- _Work instruction_
Nothing in the records may change. Output them all exactly.

- _Data under study_
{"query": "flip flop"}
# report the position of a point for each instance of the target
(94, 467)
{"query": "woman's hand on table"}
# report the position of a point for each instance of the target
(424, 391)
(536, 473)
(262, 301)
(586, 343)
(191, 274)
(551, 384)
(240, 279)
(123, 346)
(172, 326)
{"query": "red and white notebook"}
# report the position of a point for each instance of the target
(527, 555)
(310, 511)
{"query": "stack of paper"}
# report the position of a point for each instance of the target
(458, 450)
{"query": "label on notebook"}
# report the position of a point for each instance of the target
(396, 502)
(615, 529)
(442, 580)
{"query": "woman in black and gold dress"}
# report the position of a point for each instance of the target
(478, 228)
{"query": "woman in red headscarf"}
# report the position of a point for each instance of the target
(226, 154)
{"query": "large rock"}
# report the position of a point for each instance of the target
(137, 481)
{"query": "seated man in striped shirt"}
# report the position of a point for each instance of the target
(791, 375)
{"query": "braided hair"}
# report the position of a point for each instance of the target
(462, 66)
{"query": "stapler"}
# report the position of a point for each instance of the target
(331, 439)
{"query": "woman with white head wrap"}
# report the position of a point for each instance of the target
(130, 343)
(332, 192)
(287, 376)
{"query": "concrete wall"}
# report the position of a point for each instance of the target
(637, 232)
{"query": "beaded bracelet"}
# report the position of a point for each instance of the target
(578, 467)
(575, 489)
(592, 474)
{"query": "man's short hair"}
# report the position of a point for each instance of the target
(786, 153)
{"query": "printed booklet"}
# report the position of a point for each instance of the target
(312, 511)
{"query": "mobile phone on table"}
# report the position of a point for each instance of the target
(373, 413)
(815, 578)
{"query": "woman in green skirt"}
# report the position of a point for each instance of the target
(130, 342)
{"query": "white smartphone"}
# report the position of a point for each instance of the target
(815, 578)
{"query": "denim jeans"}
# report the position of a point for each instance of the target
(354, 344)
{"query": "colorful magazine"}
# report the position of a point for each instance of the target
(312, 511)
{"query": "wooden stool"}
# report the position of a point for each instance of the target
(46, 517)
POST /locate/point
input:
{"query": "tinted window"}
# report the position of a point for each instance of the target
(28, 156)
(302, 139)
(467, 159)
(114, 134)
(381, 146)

- _Task response_
{"query": "flip flop"}
# report the position of a point for each instance of the target
(94, 467)
{"query": "woman's hand on table"}
# report the position of a point for each instance of the target
(424, 391)
(536, 473)
(262, 301)
(586, 343)
(191, 274)
(551, 384)
(240, 279)
(123, 346)
(172, 326)
{"query": "red and white notebook"}
# report the position of a point for each instance of the target
(527, 555)
(310, 511)
{"query": "stack of paper"}
# report the position of a point for each instance of the target
(458, 450)
{"query": "label on notebook"}
# report the position of a point for each instance of the target
(396, 502)
(615, 529)
(442, 580)
{"query": "woman in black and gold dress"}
# report the position of a point for each instance of the target
(478, 228)
{"query": "woman in red headscarf"}
# report the position of a point for each instance of the target
(226, 154)
{"query": "large rock"}
# report the position of a point for each instance of the target
(137, 481)
{"query": "seated man in striped shirt"}
# report the position of a point for each instance of the target
(791, 375)
{"query": "braided hair"}
# report the position of a point for each instance of the target
(462, 66)
{"query": "stapler"}
# report the position of a point for each instance of the target
(331, 439)
{"query": "woman with white head wrap"}
# report the position of a point for each instance of the target
(130, 343)
(332, 192)
(287, 376)
{"query": "concrete wall"}
# report the position of a point for each instance of the target
(637, 232)
{"query": "beaded bracelet"}
# report the position of a point for each instance of the target
(578, 467)
(575, 489)
(592, 474)
{"query": "man's short hair"}
# report the position of a point for each instance of the target
(786, 153)
{"query": "printed booklet"}
# report the position of a point for each instance of the target
(312, 511)
{"query": "mobile phone on table"}
# report the position of a point for each instance of the target
(373, 413)
(815, 578)
{"query": "woman in green skirt"}
# report the position of a point for each instance of the target
(130, 342)
{"query": "white smartphone"}
# report the position of a point for each instance of the target
(815, 578)
{"query": "denim jeans"}
# report the position of a point for each instance of the target
(354, 344)
{"query": "colorful magazine"}
# report the position of a point for each instance of the target
(312, 511)
{"query": "wooden stool"}
# report the position of a point for each instance of the target
(46, 517)
POST /locate/point
input:
{"query": "tinted window"}
# report the position of a point for each instance of the target
(28, 156)
(302, 139)
(467, 159)
(114, 134)
(381, 146)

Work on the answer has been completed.